### Directions
The result should be every line in the data below that carries the string "jacket".

====== Exercise material ======

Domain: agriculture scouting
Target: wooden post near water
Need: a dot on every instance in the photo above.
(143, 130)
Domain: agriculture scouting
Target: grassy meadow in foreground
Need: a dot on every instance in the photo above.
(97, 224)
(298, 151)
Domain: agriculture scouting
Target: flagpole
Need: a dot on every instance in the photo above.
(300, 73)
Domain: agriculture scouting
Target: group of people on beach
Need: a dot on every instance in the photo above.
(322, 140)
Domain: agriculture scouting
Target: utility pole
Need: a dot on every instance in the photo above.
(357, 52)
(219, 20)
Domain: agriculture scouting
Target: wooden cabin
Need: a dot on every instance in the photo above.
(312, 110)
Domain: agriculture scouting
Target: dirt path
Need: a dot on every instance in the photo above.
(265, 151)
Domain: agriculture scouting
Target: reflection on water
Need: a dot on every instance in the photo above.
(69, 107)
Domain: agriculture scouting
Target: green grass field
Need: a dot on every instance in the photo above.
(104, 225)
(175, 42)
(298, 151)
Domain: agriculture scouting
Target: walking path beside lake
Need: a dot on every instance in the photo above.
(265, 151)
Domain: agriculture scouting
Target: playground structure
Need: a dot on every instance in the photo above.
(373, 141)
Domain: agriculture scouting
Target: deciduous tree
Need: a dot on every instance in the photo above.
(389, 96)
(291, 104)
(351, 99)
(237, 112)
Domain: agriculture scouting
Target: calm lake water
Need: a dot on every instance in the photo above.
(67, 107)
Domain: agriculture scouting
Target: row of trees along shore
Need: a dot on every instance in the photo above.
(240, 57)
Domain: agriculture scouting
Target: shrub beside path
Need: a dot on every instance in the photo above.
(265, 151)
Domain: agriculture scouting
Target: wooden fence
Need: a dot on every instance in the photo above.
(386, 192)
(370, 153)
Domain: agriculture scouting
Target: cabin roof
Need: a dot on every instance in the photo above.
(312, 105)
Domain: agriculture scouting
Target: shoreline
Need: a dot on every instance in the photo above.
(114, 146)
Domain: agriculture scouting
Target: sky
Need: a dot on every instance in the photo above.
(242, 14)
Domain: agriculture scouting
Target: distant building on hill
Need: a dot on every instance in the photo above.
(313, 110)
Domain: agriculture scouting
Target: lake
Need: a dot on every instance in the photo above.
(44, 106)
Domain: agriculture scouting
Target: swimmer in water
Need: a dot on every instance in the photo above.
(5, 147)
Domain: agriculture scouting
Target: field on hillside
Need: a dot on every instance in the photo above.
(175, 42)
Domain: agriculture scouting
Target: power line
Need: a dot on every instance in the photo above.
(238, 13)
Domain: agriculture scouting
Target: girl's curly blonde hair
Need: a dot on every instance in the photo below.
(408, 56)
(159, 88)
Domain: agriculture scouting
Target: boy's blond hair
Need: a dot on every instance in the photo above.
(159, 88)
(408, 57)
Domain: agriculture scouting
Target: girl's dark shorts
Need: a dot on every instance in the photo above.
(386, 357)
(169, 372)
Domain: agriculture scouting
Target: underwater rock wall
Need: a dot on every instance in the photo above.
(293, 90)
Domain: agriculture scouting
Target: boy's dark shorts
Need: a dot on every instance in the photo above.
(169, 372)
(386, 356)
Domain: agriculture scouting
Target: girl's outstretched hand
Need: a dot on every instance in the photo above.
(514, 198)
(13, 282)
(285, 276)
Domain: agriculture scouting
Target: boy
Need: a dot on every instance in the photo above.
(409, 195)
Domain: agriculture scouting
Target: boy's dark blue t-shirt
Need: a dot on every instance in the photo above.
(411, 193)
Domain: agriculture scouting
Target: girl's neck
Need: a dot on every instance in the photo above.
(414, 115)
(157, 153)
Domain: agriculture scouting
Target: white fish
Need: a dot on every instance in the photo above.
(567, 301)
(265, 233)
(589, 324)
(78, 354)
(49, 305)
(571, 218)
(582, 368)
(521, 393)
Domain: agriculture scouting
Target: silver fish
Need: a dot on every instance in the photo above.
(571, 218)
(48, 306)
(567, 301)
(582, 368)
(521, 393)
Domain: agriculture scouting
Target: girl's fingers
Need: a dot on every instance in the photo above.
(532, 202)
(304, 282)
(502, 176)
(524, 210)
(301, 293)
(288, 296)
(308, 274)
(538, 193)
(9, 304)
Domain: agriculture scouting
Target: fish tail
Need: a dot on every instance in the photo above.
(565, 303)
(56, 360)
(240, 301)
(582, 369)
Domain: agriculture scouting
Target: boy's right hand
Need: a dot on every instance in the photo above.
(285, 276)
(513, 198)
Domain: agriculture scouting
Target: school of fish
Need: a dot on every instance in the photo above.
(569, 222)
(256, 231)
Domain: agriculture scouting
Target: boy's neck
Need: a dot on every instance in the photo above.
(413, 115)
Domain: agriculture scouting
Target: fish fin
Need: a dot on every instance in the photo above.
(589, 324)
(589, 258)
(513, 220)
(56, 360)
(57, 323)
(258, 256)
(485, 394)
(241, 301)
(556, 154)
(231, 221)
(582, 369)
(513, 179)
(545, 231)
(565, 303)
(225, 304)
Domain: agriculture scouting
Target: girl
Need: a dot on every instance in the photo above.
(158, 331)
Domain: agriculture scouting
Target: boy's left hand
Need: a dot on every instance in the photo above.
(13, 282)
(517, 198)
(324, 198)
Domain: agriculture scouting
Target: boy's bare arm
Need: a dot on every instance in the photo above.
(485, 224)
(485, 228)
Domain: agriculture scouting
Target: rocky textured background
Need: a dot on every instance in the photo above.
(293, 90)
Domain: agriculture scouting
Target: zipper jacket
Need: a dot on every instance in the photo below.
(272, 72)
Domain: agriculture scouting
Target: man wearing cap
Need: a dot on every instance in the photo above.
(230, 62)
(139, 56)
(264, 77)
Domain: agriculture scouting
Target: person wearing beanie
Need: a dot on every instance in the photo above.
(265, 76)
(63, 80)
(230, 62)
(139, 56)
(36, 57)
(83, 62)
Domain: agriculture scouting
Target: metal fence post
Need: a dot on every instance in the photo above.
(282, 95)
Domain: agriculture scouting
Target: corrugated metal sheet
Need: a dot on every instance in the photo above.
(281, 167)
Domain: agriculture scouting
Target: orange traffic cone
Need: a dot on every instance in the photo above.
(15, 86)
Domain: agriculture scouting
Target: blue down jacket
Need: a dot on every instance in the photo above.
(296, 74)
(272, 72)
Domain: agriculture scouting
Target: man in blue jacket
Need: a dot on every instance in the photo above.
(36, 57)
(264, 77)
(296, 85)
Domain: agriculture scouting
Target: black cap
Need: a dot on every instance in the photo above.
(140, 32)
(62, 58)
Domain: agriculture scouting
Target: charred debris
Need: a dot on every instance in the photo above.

======

### Solution for this problem
Target: zipper jacket
Target: blue down jacket
Target: man in blue jacket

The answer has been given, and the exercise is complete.